● **Task directions**
Collect every line of the material below that contains the word "silver", treating uppercase and lowercase letters as different.
╭─ Input
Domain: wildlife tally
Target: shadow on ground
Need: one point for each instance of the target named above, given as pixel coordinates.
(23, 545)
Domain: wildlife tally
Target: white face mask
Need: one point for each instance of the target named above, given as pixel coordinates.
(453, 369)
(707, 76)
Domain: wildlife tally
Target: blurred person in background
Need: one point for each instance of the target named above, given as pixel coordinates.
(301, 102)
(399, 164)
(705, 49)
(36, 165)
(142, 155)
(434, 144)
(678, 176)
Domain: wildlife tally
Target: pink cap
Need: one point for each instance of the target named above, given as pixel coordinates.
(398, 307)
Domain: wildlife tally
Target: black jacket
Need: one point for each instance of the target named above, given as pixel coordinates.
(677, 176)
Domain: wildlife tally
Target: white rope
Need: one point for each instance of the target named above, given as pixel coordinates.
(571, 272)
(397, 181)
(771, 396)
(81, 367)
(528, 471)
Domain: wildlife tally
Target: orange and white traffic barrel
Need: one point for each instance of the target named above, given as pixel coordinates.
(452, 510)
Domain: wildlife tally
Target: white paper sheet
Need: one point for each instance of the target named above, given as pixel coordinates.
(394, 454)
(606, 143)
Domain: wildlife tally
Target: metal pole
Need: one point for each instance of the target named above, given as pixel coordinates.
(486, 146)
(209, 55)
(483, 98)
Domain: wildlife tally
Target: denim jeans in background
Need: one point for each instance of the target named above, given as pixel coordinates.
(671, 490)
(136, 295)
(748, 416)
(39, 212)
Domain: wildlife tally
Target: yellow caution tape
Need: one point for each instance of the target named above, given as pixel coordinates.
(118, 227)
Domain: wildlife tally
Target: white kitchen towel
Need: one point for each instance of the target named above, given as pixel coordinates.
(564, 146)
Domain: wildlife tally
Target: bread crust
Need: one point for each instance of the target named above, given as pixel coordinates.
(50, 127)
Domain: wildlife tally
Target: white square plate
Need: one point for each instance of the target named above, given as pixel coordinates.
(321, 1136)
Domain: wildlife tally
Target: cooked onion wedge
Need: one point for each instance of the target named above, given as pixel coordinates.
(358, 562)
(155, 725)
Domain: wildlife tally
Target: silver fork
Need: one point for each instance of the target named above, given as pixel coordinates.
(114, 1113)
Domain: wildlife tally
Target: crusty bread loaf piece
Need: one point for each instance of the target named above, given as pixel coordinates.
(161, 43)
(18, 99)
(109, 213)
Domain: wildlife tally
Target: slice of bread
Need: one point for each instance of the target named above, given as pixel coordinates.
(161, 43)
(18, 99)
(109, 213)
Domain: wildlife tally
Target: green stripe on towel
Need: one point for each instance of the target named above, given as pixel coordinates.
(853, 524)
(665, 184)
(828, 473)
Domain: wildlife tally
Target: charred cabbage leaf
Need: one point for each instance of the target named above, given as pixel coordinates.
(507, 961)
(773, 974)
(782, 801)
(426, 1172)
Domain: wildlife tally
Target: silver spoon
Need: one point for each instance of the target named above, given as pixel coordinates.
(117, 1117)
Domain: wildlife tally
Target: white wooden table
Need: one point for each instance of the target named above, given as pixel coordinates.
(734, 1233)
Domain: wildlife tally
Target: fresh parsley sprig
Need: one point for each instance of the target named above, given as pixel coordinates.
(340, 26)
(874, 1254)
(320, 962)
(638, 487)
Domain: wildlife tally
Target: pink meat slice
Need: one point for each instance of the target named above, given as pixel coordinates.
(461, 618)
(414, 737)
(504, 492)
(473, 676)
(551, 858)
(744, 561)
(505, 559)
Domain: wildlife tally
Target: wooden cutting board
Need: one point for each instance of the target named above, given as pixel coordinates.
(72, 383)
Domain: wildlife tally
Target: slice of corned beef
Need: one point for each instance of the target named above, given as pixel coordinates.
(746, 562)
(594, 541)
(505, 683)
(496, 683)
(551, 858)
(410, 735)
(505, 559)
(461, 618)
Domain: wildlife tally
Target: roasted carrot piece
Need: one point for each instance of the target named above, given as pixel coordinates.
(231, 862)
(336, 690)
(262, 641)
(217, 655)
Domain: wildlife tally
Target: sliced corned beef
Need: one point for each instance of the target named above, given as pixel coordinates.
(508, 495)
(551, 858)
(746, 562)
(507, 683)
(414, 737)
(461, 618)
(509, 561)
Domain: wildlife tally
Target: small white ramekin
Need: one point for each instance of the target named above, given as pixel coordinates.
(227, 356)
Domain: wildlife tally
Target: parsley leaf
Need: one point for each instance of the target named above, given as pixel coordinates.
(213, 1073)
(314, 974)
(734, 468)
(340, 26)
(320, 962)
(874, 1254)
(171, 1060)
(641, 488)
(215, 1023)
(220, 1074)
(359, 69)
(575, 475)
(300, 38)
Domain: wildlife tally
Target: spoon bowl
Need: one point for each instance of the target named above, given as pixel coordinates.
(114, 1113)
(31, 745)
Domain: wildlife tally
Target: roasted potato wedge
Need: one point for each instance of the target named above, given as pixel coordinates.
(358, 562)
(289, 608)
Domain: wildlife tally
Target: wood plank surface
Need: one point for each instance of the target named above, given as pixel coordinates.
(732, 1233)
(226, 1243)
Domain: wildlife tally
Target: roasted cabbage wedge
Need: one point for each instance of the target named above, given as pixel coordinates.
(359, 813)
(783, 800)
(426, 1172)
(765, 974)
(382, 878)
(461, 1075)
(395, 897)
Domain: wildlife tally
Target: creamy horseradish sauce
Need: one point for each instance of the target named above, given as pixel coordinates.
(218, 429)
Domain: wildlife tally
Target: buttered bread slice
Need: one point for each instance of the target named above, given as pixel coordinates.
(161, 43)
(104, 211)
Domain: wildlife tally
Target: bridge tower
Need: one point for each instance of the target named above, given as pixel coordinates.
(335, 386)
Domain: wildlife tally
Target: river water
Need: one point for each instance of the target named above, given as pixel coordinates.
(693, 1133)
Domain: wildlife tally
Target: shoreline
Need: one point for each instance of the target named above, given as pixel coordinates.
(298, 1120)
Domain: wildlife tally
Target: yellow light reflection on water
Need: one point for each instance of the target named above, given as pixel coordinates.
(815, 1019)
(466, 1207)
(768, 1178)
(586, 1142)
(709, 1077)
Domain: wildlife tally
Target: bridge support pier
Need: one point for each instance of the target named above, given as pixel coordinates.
╰─
● **Result of the exercise**
Target: silver fork
Target: silver spoon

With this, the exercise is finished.